**Directive:** Rewrite the records below with "incense stick" changed to "joss stick" everywhere and nothing else altered. Leave out the pictures.

**Records for the task:**

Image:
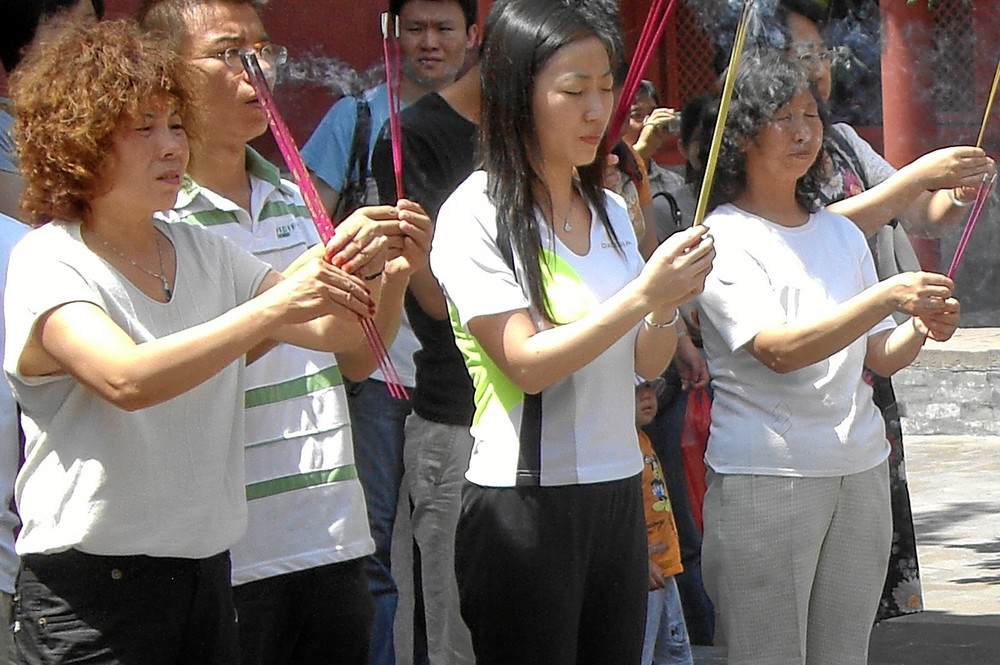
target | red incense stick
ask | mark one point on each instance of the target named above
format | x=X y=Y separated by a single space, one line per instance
x=391 y=54
x=652 y=32
x=985 y=189
x=290 y=152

**Result of the exercise:**
Image:
target | red joss stick
ask | mark one point on each instance of the target named above
format | x=X y=Y separated by a single space, one line per instance
x=391 y=54
x=652 y=32
x=985 y=189
x=290 y=152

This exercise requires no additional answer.